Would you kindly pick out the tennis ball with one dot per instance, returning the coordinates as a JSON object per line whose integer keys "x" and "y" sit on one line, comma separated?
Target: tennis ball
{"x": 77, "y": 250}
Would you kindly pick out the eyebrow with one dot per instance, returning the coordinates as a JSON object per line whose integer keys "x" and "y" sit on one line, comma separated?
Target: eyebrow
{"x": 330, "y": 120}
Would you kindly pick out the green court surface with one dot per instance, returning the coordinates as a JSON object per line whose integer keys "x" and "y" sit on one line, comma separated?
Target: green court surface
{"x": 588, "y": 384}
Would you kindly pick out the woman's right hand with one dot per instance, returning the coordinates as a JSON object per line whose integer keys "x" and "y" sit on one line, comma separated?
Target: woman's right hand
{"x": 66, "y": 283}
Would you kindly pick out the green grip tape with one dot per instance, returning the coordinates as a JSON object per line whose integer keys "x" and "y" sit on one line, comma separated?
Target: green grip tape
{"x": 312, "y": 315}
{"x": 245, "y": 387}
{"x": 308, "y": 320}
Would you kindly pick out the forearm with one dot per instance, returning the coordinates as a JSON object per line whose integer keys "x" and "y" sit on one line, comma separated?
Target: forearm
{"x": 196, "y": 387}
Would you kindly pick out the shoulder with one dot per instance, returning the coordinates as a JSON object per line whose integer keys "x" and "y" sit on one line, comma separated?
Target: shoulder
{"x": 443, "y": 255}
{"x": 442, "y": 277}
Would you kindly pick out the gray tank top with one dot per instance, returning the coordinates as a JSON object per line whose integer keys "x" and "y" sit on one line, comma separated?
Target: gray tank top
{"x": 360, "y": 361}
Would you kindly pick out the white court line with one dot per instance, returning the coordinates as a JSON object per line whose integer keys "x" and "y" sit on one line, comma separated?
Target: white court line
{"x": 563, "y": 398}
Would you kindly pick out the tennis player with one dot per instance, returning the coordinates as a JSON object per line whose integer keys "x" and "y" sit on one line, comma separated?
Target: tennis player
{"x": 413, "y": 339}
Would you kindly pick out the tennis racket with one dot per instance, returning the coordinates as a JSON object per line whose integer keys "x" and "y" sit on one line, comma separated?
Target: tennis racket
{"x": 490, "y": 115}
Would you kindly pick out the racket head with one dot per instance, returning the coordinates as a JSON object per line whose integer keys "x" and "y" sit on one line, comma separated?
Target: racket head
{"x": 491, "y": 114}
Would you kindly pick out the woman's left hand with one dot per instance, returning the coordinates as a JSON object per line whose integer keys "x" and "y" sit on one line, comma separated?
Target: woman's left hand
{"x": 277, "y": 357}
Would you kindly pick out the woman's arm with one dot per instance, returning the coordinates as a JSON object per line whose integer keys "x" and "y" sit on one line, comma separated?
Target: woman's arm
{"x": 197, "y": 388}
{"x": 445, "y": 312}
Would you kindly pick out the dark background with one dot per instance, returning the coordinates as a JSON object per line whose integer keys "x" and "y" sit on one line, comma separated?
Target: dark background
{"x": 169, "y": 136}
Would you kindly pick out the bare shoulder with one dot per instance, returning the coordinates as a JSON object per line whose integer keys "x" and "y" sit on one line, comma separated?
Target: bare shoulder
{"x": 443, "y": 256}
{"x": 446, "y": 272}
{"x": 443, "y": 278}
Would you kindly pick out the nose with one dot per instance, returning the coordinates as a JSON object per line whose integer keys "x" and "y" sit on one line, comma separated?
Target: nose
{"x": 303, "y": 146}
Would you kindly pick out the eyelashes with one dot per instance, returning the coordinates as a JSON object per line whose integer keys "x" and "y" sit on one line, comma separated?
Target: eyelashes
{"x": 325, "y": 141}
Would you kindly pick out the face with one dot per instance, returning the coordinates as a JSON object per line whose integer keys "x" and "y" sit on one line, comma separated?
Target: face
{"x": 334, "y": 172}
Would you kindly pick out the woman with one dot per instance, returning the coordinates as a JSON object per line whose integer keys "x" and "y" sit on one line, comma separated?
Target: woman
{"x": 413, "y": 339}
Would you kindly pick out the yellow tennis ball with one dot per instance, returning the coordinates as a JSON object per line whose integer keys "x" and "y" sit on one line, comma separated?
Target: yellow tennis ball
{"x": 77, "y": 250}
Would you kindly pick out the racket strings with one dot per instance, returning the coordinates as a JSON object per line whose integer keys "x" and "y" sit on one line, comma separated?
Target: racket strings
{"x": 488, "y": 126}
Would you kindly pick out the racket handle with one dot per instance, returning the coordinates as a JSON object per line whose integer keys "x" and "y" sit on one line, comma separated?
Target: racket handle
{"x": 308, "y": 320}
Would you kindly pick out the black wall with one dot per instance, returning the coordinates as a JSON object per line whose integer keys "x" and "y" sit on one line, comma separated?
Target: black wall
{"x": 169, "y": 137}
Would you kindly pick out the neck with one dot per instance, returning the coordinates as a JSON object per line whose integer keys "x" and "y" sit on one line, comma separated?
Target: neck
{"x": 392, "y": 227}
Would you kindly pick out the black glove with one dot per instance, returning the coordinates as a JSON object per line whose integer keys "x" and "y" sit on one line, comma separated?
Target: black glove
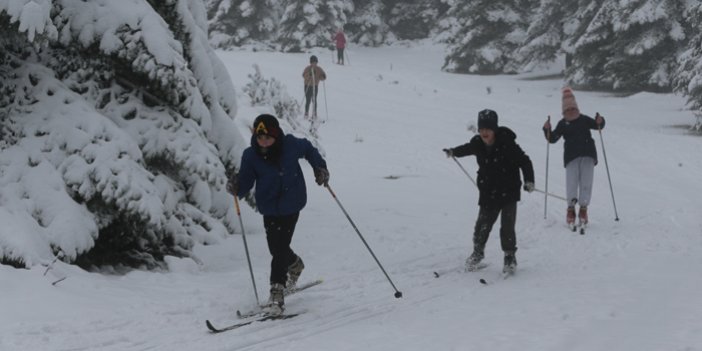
{"x": 233, "y": 185}
{"x": 529, "y": 187}
{"x": 321, "y": 176}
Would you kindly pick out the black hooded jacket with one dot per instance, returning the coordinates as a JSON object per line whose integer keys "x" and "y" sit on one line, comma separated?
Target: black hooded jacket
{"x": 577, "y": 136}
{"x": 498, "y": 174}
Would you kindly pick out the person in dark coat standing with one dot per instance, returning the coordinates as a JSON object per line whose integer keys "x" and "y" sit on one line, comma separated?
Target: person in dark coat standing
{"x": 340, "y": 40}
{"x": 311, "y": 76}
{"x": 271, "y": 163}
{"x": 579, "y": 154}
{"x": 499, "y": 159}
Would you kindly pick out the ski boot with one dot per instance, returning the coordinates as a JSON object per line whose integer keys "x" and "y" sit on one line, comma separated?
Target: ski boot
{"x": 510, "y": 263}
{"x": 276, "y": 302}
{"x": 582, "y": 216}
{"x": 570, "y": 217}
{"x": 473, "y": 261}
{"x": 294, "y": 271}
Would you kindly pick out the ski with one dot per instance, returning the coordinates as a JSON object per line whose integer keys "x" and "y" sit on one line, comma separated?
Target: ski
{"x": 259, "y": 311}
{"x": 480, "y": 266}
{"x": 304, "y": 286}
{"x": 270, "y": 317}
===============
**Exercise description**
Write out every item above word for word, leaving out the pictures.

**Correct answer**
Would you kindly pick out the tennis ball with one dot per instance, returning the coordinates as a JSON object per line whose integer keys "x" and "y" sit on one line, comma separated?
Target: tennis ball
{"x": 77, "y": 250}
Would you kindly pick out the eyebrow with one dot per instance, returning the coordinates as a JSON object per line whose integer keys "x" and "y" sit on one line, comma separated?
Target: eyebrow
{"x": 330, "y": 120}
Would you kindly pick out the green court surface with one dot per instance, returning the coordinates as a JSON object per line whose integer keys "x" and "y" sit on one line, comma separated?
Target: green court surface
{"x": 588, "y": 384}
Would you kindly pick out the woman's right hand with one dot per instance, returning the coordinates as a JSON object per line whose integer keys "x" and "y" sit on one line, comma separated?
Target: woman's right hand
{"x": 66, "y": 283}
Would you kindly pick out the green grip tape with one dot per instance, returning the coordinates as a JSON object per line whose integer keys "x" and "y" sit on one line, comma separated?
Target: green grip tape
{"x": 312, "y": 315}
{"x": 245, "y": 387}
{"x": 308, "y": 320}
Would you kindly pick out the forearm with one dot per instance, returning the coordinates as a JSON object per line whose integer keys "x" and "y" sit on one line, comma separated?
Target: forearm
{"x": 196, "y": 387}
Would you kindly pick out the shoulder with one dot per instance, returning the coordinates as a JSON object per line whose integer keys "x" and "y" sit on one line, comma separated?
Target: shoulder
{"x": 443, "y": 255}
{"x": 442, "y": 277}
Would you kindly pick out the gray tank top with one dot per instance, returning the coordinates as a JSON object per line whose integer keys "x" and "y" sit on one line, comma separated?
Target: gray tank top
{"x": 360, "y": 361}
Would you kindly pick out the white court line with one dot per instance, returning the coordinates as a JSON object per line whose integer keys "x" and "y" sit on one line, comma separated?
Target: white court line
{"x": 563, "y": 398}
Would you kindly pick out the tennis player with one dot per instance, returning the coordinates as a JSON object per line whose integer keys "x" and "y" sit on one line, comma separated?
Target: tennis player
{"x": 413, "y": 339}
Would you kindly pick out the tennis racket with one dot per instance, returning the coordinates as a JSON object per line whose integer keys "x" and "y" sit on one line, comma separated?
Target: tennis racket
{"x": 490, "y": 115}
Would you kindly pick out the racket head with one dot per instance, returning the coordinates as a JSON object per line whose integer keys "x" and "y" sit on one line, comma separated?
Target: racket head
{"x": 491, "y": 114}
Would you kindly pick out the woman's left hand with one dot per instance, returning the coordinates as a JSON object per line whose integer keys "x" and "y" sit on one line, comma separated?
Target: woman's left hand
{"x": 277, "y": 357}
Would you kindly pick out the woman's arm with one dot per instance, returning the coordinates as a JSON object per line whose integer keys "x" and "y" sit on one line, comma separated?
Target: woman's arm
{"x": 197, "y": 388}
{"x": 445, "y": 312}
Would you kindly pick out the dark background with one dot per instance, returning the coordinates as a JSON object per line whose integer keys "x" and "y" sit on one line, comma separated?
Target: dark background
{"x": 169, "y": 136}
Would you kindly pick out the bare shoulder with one dot per instance, returning the coordinates as a JSON object per line whose integer keys "x" and "y" sit on one line, comma separated?
Target: bare shoulder
{"x": 443, "y": 256}
{"x": 446, "y": 272}
{"x": 443, "y": 278}
Would you kindly pick out the nose with one dot per instance, returning the coordinates as a JSON object per line whose integer keys "x" and "y" sit on one line, comma separated?
Target: nose
{"x": 303, "y": 146}
Would you kindly pick out the eyelashes with one dot per instance, returning the coordinates as a JSON object per line whose integer keys "x" and "y" sit on one line, comma separated?
Target: eyelashes
{"x": 325, "y": 141}
Would you kindly pick out the face with one dot per instance, returning the coordinates as a JSON object per line whose integer keys "x" and "y" sit on one line, comma separated?
Target: face
{"x": 334, "y": 172}
Would you kindly pick out the woman with one dot per instance, returning the coordinates as a JSON object per line whose integer keys "x" and "y" sit on one line, comma separated?
Target: woman
{"x": 413, "y": 339}
Would you kindly pick out the yellow tennis ball with one dot per instance, returning the coordinates as a JSON object per line whose integer keys "x" and "y" sit on one line, comma separated?
Target: yellow tennis ball
{"x": 77, "y": 250}
Would you kindly pick out the racket strings with one dot per instance, returning the coordinates as a JSON object per line whose integer keys "x" and "y" sit on one line, comma separated?
Target: racket strings
{"x": 488, "y": 126}
Would you kindly pick out the racket handle with one dot per instance, returning the coordinates as a JSON object per line whose integer keys "x" and "y" sit on one line, comma separated?
Target: racket handle
{"x": 308, "y": 320}
Would you kindly pick out the black wall with one dot per instance, returning the coordinates as a JSON object per line whose integer keys "x" and "y" sit on one line, comma separated?
Target: black wall
{"x": 169, "y": 137}
Would you kindly pick out the neck with one dot per instance, returning the coordinates as a JSON object per line whose integer keys "x" and "y" sit on one line, comma separated?
Target: neck
{"x": 392, "y": 227}
Would you kindly pick out the black glove with one dot per instance, returning the coordinates as a JSON object per line whose integer keys "x" and "y" sit on one line, comma separated?
Target: black glove
{"x": 233, "y": 185}
{"x": 529, "y": 187}
{"x": 321, "y": 176}
Would you kindly pick out the black hooded jacket with one dot per instance, returning the coordinates as a JSON object per line whose integer keys "x" and "y" sit on one line, comma separated?
Target: black hooded jacket
{"x": 577, "y": 136}
{"x": 498, "y": 174}
Would you kindly pick out the person in dark coat standing with one dot per instance, returning the coordinates as a JSON object per line whose integer keys "x" and "y" sit on one line, comma separated?
Target: person in dark coat standing
{"x": 340, "y": 40}
{"x": 311, "y": 76}
{"x": 271, "y": 163}
{"x": 579, "y": 154}
{"x": 499, "y": 159}
Would you kindly pick out the ski boot with one dot per instance, returning the coordinates as a JSON object per line whose integer keys "x" and "y" sit on one line, comma separated?
Target: ski boot
{"x": 510, "y": 263}
{"x": 276, "y": 302}
{"x": 582, "y": 216}
{"x": 570, "y": 217}
{"x": 473, "y": 261}
{"x": 294, "y": 271}
Would you kindly pick out the ski with one dot per instance, returning the coordinates as a JSON object per line whose integer keys "x" and "y" sit on one line, comma separated?
Target: ski
{"x": 259, "y": 311}
{"x": 480, "y": 266}
{"x": 304, "y": 286}
{"x": 270, "y": 317}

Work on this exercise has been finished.